• TEXT PASSAGE:
+-------+

Comment 1. Lacks the laboratory the evidence.

Response to comment 1: "Thank you for taking the time to review our manuscript. We are grateful for your constructive feedback and fully acknowledge the significance of laboratory evidence to validate our proposed hypothesis. At present, we are in the process of prediction and designing of vaccine, and we are committed to incorporating these experimental results into the next phase of our study. We sincerely appreciate your valuable inputs, which have significantly contributed to the refinement and overall quality of our research."

Comment 2. English should certainly be improved.

Response to comment 2: Thank you for your feedback on our manuscript. Based on your suggestion, we have carefully reviewed and revised the language in the manuscript to ensure clarity and accuracy. We have made significant improvements to the English language, with the aim of making the manuscript more accessible to a wider audience. We appreciate your input and believe that these revisions have strengthened the overall quality of the manuscript. Thank you for helping us to improve our work.

Comment 3. The picture editing is chaotic and lacks the correct order. For example, Figure 2 appears after Figure 3.

+-------+

• PROBLEMS AND TASKS:
[1] List every numbered reviewer comment in the review exchange, giving each comment's number and its wording.
[2] In the review exchange, which figure does the reviewer say appears after Figure 3?
[3] Return the part of the review exchange from "Comment 2. English" to "after Figure 3.".
The records aren't needed for any of this.

• DATA TO EXAMINE:

+-------+

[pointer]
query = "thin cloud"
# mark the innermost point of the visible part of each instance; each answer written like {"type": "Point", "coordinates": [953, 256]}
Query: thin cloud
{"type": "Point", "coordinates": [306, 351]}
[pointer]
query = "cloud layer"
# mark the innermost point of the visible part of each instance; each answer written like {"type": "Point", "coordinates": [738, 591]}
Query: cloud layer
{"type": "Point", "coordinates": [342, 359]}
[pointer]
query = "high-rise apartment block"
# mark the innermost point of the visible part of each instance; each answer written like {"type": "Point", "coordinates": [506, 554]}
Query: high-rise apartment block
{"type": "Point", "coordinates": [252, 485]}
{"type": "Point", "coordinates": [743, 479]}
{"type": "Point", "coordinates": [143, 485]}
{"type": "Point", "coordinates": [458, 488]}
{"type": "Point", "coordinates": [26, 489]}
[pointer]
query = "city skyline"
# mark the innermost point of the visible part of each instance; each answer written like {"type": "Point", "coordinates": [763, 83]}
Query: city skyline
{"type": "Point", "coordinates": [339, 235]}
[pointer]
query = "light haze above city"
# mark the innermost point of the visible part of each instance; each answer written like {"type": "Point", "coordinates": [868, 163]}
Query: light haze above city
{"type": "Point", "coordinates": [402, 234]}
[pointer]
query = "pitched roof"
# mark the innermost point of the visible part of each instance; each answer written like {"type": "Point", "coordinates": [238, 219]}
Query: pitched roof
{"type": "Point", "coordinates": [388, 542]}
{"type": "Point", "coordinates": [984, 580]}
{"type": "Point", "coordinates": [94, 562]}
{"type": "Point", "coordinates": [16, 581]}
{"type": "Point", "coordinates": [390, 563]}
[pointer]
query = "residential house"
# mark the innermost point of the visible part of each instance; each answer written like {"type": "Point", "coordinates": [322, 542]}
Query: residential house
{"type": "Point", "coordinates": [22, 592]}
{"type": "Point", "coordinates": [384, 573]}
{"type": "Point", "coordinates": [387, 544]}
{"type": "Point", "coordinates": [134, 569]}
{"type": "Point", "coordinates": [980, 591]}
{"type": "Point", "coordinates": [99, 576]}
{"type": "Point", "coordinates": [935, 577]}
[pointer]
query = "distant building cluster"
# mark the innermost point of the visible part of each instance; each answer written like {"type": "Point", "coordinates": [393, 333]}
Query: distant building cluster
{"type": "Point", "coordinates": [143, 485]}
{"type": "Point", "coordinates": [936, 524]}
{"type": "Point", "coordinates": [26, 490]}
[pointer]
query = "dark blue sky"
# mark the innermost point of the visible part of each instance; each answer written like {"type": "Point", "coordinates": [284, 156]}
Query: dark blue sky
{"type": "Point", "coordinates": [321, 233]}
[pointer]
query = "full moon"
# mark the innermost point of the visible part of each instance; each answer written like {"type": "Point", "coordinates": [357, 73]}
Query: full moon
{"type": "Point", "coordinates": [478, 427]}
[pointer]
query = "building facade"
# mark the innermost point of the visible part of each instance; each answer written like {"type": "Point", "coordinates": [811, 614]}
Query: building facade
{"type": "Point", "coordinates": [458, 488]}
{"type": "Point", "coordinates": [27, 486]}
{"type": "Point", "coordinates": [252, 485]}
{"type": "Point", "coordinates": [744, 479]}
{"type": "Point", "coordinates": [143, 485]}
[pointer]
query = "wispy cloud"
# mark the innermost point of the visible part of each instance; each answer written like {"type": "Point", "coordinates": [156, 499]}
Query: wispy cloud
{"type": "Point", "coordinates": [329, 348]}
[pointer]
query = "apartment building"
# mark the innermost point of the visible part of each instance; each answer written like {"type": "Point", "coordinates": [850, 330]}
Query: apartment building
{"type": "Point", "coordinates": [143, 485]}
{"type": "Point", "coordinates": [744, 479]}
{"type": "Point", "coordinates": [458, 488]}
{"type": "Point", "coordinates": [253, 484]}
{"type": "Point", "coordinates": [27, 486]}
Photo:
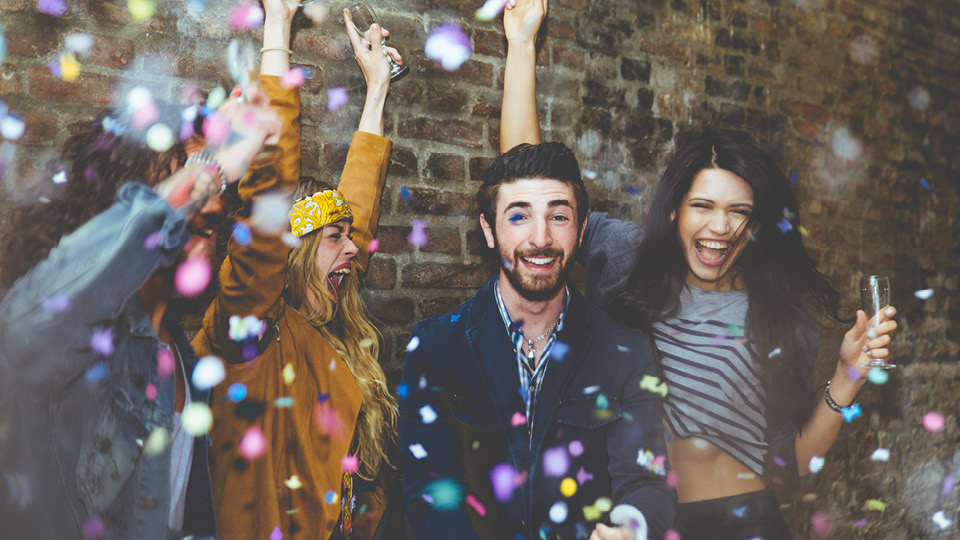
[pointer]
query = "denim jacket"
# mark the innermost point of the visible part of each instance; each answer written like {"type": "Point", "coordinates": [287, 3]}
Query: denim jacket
{"type": "Point", "coordinates": [74, 420]}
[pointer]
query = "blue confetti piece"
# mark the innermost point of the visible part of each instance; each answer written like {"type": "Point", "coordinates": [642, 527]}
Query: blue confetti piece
{"type": "Point", "coordinates": [559, 351]}
{"type": "Point", "coordinates": [242, 234]}
{"type": "Point", "coordinates": [851, 412]}
{"type": "Point", "coordinates": [237, 392]}
{"type": "Point", "coordinates": [97, 372]}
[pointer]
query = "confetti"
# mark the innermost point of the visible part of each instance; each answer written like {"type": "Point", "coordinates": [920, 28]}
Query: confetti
{"type": "Point", "coordinates": [336, 97]}
{"type": "Point", "coordinates": [350, 464]}
{"type": "Point", "coordinates": [556, 462]}
{"type": "Point", "coordinates": [878, 376]}
{"type": "Point", "coordinates": [418, 233]}
{"type": "Point", "coordinates": [245, 16]}
{"type": "Point", "coordinates": [427, 414]}
{"type": "Point", "coordinates": [192, 276]}
{"type": "Point", "coordinates": [476, 505]}
{"type": "Point", "coordinates": [933, 421]}
{"type": "Point", "coordinates": [558, 512]}
{"type": "Point", "coordinates": [196, 418]}
{"type": "Point", "coordinates": [449, 46]}
{"type": "Point", "coordinates": [293, 78]}
{"type": "Point", "coordinates": [160, 137]}
{"type": "Point", "coordinates": [12, 128]}
{"type": "Point", "coordinates": [924, 294]}
{"type": "Point", "coordinates": [55, 8]}
{"type": "Point", "coordinates": [253, 443]}
{"type": "Point", "coordinates": [490, 9]}
{"type": "Point", "coordinates": [208, 373]}
{"type": "Point", "coordinates": [851, 412]}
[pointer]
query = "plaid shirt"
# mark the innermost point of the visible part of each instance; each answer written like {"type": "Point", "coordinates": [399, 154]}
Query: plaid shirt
{"type": "Point", "coordinates": [530, 376]}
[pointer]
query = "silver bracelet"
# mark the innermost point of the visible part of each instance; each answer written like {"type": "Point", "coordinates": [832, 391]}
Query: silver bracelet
{"type": "Point", "coordinates": [207, 158]}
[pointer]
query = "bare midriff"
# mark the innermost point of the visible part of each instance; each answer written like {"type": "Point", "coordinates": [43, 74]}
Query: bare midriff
{"type": "Point", "coordinates": [705, 472]}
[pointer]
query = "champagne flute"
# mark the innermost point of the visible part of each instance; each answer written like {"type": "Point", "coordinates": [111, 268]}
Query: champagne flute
{"type": "Point", "coordinates": [363, 18]}
{"type": "Point", "coordinates": [875, 297]}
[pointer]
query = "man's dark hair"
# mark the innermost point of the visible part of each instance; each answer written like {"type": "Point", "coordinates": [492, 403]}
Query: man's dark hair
{"type": "Point", "coordinates": [545, 161]}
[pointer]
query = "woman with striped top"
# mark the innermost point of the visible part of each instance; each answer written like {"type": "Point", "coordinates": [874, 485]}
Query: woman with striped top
{"type": "Point", "coordinates": [722, 280]}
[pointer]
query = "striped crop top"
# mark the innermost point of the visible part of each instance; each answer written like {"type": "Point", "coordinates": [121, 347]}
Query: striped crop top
{"type": "Point", "coordinates": [713, 380]}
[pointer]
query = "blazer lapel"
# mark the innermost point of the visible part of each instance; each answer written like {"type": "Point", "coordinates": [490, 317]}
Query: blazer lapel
{"type": "Point", "coordinates": [496, 361]}
{"type": "Point", "coordinates": [576, 337]}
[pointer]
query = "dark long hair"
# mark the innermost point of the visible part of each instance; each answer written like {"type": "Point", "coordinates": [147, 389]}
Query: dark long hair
{"type": "Point", "coordinates": [786, 292]}
{"type": "Point", "coordinates": [96, 160]}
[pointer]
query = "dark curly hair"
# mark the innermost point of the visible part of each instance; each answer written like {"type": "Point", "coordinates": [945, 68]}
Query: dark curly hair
{"type": "Point", "coordinates": [97, 160]}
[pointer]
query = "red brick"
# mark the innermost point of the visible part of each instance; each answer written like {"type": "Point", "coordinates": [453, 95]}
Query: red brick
{"type": "Point", "coordinates": [456, 132]}
{"type": "Point", "coordinates": [88, 88]}
{"type": "Point", "coordinates": [444, 276]}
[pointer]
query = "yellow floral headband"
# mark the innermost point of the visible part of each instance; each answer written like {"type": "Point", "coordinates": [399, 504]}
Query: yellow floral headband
{"type": "Point", "coordinates": [317, 211]}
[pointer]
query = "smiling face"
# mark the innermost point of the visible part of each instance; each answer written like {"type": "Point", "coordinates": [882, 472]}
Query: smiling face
{"type": "Point", "coordinates": [334, 253]}
{"type": "Point", "coordinates": [711, 223]}
{"type": "Point", "coordinates": [536, 235]}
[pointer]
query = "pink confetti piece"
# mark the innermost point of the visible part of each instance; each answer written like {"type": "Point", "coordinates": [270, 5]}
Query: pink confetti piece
{"type": "Point", "coordinates": [293, 78]}
{"type": "Point", "coordinates": [55, 8]}
{"type": "Point", "coordinates": [253, 444]}
{"type": "Point", "coordinates": [933, 421]}
{"type": "Point", "coordinates": [165, 363]}
{"type": "Point", "coordinates": [476, 505]}
{"type": "Point", "coordinates": [336, 97]}
{"type": "Point", "coordinates": [102, 341]}
{"type": "Point", "coordinates": [350, 464]}
{"type": "Point", "coordinates": [418, 233]}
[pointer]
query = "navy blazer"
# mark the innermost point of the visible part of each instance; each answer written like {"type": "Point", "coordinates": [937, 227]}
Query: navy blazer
{"type": "Point", "coordinates": [465, 370]}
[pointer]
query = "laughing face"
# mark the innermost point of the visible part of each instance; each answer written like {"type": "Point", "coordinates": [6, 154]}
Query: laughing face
{"type": "Point", "coordinates": [536, 235]}
{"type": "Point", "coordinates": [711, 222]}
{"type": "Point", "coordinates": [334, 253]}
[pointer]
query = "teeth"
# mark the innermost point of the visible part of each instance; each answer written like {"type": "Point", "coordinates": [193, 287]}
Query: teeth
{"type": "Point", "coordinates": [711, 244]}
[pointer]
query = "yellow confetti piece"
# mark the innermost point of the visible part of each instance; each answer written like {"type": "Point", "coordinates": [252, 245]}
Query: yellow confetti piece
{"type": "Point", "coordinates": [141, 10]}
{"type": "Point", "coordinates": [69, 68]}
{"type": "Point", "coordinates": [568, 487]}
{"type": "Point", "coordinates": [653, 384]}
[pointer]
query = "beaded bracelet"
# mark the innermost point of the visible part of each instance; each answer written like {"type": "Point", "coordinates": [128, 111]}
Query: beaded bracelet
{"type": "Point", "coordinates": [830, 402]}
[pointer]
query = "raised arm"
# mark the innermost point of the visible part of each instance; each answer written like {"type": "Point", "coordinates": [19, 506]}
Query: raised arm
{"type": "Point", "coordinates": [519, 122]}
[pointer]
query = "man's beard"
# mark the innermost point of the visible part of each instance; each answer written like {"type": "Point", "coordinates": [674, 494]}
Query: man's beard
{"type": "Point", "coordinates": [536, 288]}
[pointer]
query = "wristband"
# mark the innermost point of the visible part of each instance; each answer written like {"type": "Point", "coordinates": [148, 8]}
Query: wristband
{"type": "Point", "coordinates": [207, 159]}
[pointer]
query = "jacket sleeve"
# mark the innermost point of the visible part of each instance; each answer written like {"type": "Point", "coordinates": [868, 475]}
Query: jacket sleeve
{"type": "Point", "coordinates": [83, 285]}
{"type": "Point", "coordinates": [438, 440]}
{"type": "Point", "coordinates": [638, 480]}
{"type": "Point", "coordinates": [362, 184]}
{"type": "Point", "coordinates": [608, 253]}
{"type": "Point", "coordinates": [251, 277]}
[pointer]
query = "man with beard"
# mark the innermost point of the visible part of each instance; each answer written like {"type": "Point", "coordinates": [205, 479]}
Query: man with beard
{"type": "Point", "coordinates": [526, 412]}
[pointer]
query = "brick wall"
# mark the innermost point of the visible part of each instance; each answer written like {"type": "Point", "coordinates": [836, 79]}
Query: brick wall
{"type": "Point", "coordinates": [624, 83]}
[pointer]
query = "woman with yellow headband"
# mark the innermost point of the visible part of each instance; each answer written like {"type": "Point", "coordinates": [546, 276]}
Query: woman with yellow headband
{"type": "Point", "coordinates": [304, 417]}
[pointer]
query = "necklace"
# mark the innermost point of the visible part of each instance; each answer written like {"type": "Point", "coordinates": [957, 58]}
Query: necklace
{"type": "Point", "coordinates": [531, 352]}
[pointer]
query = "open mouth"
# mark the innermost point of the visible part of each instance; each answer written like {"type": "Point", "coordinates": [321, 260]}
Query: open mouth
{"type": "Point", "coordinates": [712, 252]}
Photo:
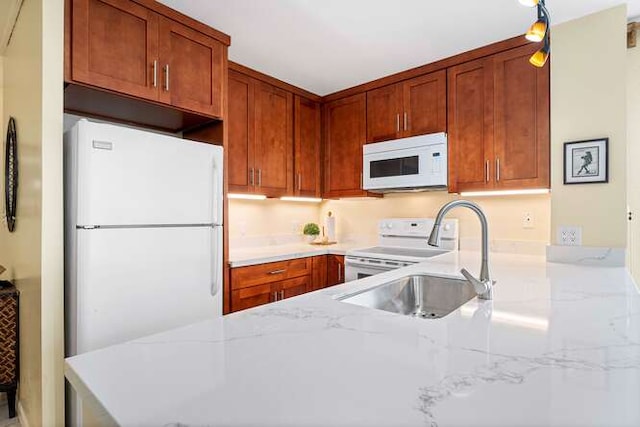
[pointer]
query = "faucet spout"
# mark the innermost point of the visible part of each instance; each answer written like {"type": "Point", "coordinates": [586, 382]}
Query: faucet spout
{"type": "Point", "coordinates": [483, 285]}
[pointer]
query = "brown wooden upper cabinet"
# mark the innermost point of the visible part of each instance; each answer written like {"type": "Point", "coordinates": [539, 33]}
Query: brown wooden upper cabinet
{"type": "Point", "coordinates": [413, 107]}
{"type": "Point", "coordinates": [498, 113]}
{"type": "Point", "coordinates": [345, 132]}
{"type": "Point", "coordinates": [335, 269]}
{"type": "Point", "coordinates": [260, 137]}
{"type": "Point", "coordinates": [307, 148]}
{"type": "Point", "coordinates": [125, 47]}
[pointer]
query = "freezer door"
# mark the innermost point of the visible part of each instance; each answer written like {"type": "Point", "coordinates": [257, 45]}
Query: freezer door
{"type": "Point", "coordinates": [135, 282]}
{"type": "Point", "coordinates": [130, 177]}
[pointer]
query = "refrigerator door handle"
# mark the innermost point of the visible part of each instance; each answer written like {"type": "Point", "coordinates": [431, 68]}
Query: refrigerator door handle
{"type": "Point", "coordinates": [217, 260]}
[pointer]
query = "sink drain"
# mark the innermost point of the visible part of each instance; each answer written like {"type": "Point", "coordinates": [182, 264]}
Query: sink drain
{"type": "Point", "coordinates": [425, 315]}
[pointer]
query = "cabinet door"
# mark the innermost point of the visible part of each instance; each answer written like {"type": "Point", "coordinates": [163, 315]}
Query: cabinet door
{"type": "Point", "coordinates": [306, 147]}
{"type": "Point", "coordinates": [254, 296]}
{"type": "Point", "coordinates": [470, 116]}
{"type": "Point", "coordinates": [293, 287]}
{"type": "Point", "coordinates": [521, 120]}
{"type": "Point", "coordinates": [191, 65]}
{"type": "Point", "coordinates": [345, 134]}
{"type": "Point", "coordinates": [273, 153]}
{"type": "Point", "coordinates": [319, 273]}
{"type": "Point", "coordinates": [425, 104]}
{"type": "Point", "coordinates": [384, 118]}
{"type": "Point", "coordinates": [240, 123]}
{"type": "Point", "coordinates": [335, 270]}
{"type": "Point", "coordinates": [115, 46]}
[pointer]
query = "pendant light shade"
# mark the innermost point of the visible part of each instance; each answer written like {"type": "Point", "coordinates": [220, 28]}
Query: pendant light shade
{"type": "Point", "coordinates": [537, 30]}
{"type": "Point", "coordinates": [539, 58]}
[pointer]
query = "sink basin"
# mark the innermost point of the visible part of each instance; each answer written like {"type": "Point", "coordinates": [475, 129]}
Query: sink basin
{"type": "Point", "coordinates": [425, 296]}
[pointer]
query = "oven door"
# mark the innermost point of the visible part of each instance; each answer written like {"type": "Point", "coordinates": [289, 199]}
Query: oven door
{"type": "Point", "coordinates": [417, 167]}
{"type": "Point", "coordinates": [355, 270]}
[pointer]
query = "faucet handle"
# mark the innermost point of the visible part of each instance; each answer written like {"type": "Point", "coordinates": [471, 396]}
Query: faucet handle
{"type": "Point", "coordinates": [480, 287]}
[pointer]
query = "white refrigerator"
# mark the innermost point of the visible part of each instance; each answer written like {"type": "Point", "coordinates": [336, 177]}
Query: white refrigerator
{"type": "Point", "coordinates": [143, 234]}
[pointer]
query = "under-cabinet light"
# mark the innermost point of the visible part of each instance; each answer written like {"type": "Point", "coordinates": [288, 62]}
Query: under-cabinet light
{"type": "Point", "coordinates": [301, 199]}
{"type": "Point", "coordinates": [505, 192]}
{"type": "Point", "coordinates": [246, 196]}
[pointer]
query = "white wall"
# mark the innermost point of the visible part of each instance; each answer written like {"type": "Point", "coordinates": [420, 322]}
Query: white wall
{"type": "Point", "coordinates": [356, 219]}
{"type": "Point", "coordinates": [588, 100]}
{"type": "Point", "coordinates": [633, 154]}
{"type": "Point", "coordinates": [32, 93]}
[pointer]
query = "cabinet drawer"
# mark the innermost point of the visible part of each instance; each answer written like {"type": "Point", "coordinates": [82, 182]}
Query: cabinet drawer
{"type": "Point", "coordinates": [251, 297]}
{"type": "Point", "coordinates": [244, 277]}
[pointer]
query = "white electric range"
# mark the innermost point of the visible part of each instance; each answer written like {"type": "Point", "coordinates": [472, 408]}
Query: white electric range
{"type": "Point", "coordinates": [402, 242]}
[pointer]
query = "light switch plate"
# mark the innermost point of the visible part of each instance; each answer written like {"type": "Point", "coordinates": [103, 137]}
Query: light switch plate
{"type": "Point", "coordinates": [569, 235]}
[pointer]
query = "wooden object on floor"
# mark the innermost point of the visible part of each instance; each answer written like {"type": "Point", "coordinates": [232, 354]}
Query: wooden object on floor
{"type": "Point", "coordinates": [9, 344]}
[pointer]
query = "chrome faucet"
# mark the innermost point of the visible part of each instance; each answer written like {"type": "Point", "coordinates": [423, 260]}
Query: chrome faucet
{"type": "Point", "coordinates": [484, 285]}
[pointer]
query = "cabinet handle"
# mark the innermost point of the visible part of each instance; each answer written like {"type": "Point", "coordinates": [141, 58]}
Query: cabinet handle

+-------+

• SOLUTIONS IN ORDER:
[1]
Comment 1: Lacks the laboratory the evidence.
Comment 2: English should certainly be improved.
Comment 3: The picture editing is chaotic and lacks the correct order. For example, Figure 2 appears after Figure 3.

[2] Figure 2

[3]
Comment 2. English should certainly be improved.

Response to comment 2: Thank you for your feedback on our manuscript. Based on your suggestion, we have carefully reviewed and revised the language in the manuscript to ensure clarity and accuracy. We have made significant improvements to the English language, with the aim of making the manuscript more accessible to a wider audience. We appreciate your input and believe that these revisions have strengthened the overall quality of the manuscript. Thank you for helping us to improve our work.

Comment 3. The picture editing is chaotic and lacks the correct order. For example, Figure 2 appears after Figure 3.